Tout se passe comme si pour Althusser, seule la rupture, était créatrice. Rien de bon ne peut naître d’une identification à l’autre, on ne peut que le copier servilement, pris alors dans l’idéologie, l’imaginaire selon Lacan. Pour s’affirmer, en fait disparaitre derrière le discours de la Science, il suffit de rompre avec la pensée régnante, dénoncée comme idéologie. Mais quand le discours de la rupture se généralise il devient le nouveau conformisme, la nouvelle idéologie.

43.

Freud lui n’a jamais mis en doute que le conscient appartienne également au psychique, comme le lui fait dire Althusser. Il refuse simplement que tout le psychique soit conscient. "Les recherches psychanalytiques ont trouvé certains caractères jusque-là insoupçonnés du psychisme inconscient et découvert quelques unes des lois qui le régissent". Mais il juge utile de préciser : "Nous ne voulons dire par là que la qualité de conscience ait perdu de sa valeur à nos yeux. Elle reste la seule lumière qui brille pour nous et nous guide dans les ténèbres de la vie psychique"(«Abriss”, p. 21). Freud écrit cela après avoir été chassé de Vienne par les nazis. On retrouve dans ces mots la même pensée que celle qu’exprimera quelques années plus tard Léon Brunschvicg, lui aussi pourchassé.

* [Énoncé du problème]:
Reproduisez à l'identique le passage du texte source situé entre « Freud lui n’a » et « lui aussi pourchassé. », bornes comprises.

* [Enregistrements affichés]:

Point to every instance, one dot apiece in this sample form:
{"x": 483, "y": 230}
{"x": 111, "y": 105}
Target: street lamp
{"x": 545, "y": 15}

* [Votre solution]:
Freud lui n’a jamais mis en doute que le conscient appartienne également au psychique, comme le lui fait dire Althusser. Il refuse simplement que tout le psychique soit conscient. "Les recherches psychanalytiques ont trouvé certains caractères jusque-là insoupçonnés du psychisme inconscient et découvert quelques unes des lois qui le régissent". Mais il juge utile de préciser : "Nous ne voulons dire par là que la qualité de conscience ait perdu de sa valeur à nos yeux. Elle reste la seule lumière qui brille pour nous et nous guide dans les ténèbres de la vie psychique"(«Abriss”, p. 21). Freud écrit cela après avoir été chassé de Vienne par les nazis. On retrouve dans ces mots la même pensée que celle qu’exprimera quelques années plus tard Léon Brunschvicg, lui aussi pourchassé.